**Prompt**
Please transcribe exactly the lines from the first line of the records below through the line containing "# test: pointer returns one pin per instance of the hillside", including both, and omit all pictures.

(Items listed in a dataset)
· · · · ·

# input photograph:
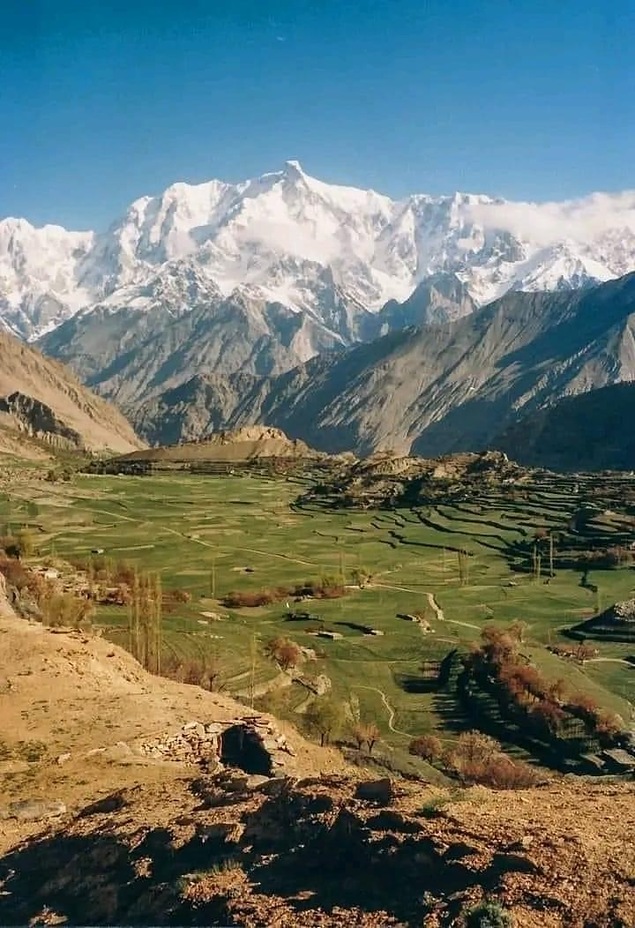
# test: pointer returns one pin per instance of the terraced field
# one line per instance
(219, 534)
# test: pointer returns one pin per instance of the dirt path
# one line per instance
(206, 544)
(391, 712)
(609, 660)
(436, 608)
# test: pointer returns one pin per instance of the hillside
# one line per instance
(42, 400)
(93, 830)
(250, 443)
(440, 389)
(332, 254)
(587, 432)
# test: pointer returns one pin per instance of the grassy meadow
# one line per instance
(213, 535)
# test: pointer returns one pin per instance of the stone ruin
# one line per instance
(624, 613)
(252, 744)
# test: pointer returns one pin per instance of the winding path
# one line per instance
(436, 608)
(391, 711)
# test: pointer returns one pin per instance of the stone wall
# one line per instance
(200, 742)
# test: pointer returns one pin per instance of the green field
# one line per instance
(199, 531)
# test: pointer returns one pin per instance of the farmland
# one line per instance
(209, 536)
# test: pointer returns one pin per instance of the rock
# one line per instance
(379, 791)
(393, 821)
(514, 863)
(34, 810)
(277, 785)
(256, 780)
(112, 803)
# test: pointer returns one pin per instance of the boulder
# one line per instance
(33, 810)
(379, 791)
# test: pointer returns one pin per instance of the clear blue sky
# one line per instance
(102, 101)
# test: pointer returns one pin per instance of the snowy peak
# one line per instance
(306, 244)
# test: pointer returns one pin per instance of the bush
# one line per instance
(488, 915)
(478, 758)
(366, 733)
(286, 652)
(428, 747)
(324, 717)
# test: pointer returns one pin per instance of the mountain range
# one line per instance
(346, 318)
(43, 407)
(335, 255)
(428, 390)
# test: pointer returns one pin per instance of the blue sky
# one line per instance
(102, 101)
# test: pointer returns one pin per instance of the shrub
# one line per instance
(488, 915)
(477, 758)
(285, 652)
(428, 747)
(324, 717)
(366, 733)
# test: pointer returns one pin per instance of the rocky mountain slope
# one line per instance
(329, 252)
(431, 391)
(251, 443)
(42, 400)
(591, 431)
(96, 830)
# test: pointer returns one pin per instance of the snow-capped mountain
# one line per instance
(329, 252)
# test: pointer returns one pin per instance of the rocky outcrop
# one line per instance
(321, 851)
(251, 743)
(39, 421)
(42, 399)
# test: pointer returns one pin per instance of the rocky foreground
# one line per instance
(120, 805)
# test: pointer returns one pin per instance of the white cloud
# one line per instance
(544, 223)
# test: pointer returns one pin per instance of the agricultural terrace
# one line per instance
(210, 536)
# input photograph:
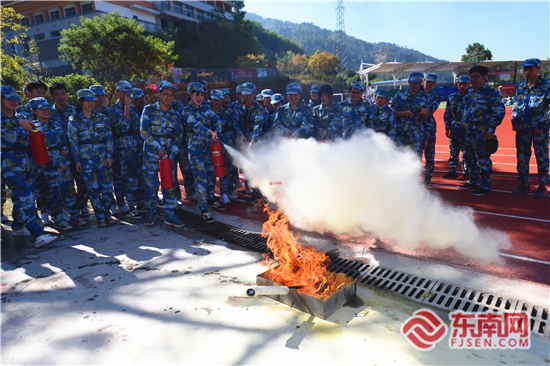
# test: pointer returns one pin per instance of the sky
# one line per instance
(511, 30)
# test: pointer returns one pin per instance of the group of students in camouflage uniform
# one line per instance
(112, 154)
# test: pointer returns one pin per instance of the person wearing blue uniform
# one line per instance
(455, 131)
(18, 170)
(429, 151)
(295, 118)
(203, 126)
(530, 119)
(483, 112)
(161, 128)
(56, 174)
(381, 117)
(412, 109)
(327, 116)
(91, 144)
(355, 110)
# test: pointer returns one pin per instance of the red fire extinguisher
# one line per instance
(166, 179)
(217, 159)
(38, 147)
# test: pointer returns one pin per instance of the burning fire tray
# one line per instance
(321, 308)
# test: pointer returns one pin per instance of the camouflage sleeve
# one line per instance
(145, 129)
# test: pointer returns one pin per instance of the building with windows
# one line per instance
(46, 19)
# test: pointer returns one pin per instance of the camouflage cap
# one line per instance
(277, 98)
(531, 62)
(86, 94)
(267, 93)
(293, 88)
(416, 77)
(315, 88)
(382, 93)
(166, 85)
(39, 103)
(136, 93)
(357, 85)
(98, 89)
(123, 85)
(430, 77)
(9, 92)
(248, 88)
(216, 95)
(195, 86)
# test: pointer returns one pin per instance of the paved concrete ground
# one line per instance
(131, 294)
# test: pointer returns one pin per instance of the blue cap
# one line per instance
(531, 62)
(98, 89)
(10, 93)
(136, 93)
(248, 88)
(315, 88)
(277, 98)
(86, 94)
(195, 86)
(267, 93)
(382, 93)
(293, 88)
(357, 85)
(166, 85)
(39, 103)
(216, 95)
(416, 77)
(430, 77)
(123, 85)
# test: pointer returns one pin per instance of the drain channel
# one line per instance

· · · · ·

**Solution for this task**
# input photograph:
# test: pointer returns one pin per instance of the terraced field
# one line per instance
(219, 534)
# test: pointer returns one pin per instance of the dirt path
# one line per instance
(206, 544)
(391, 712)
(609, 660)
(436, 608)
# test: pointer returns one pin per instance of the hillside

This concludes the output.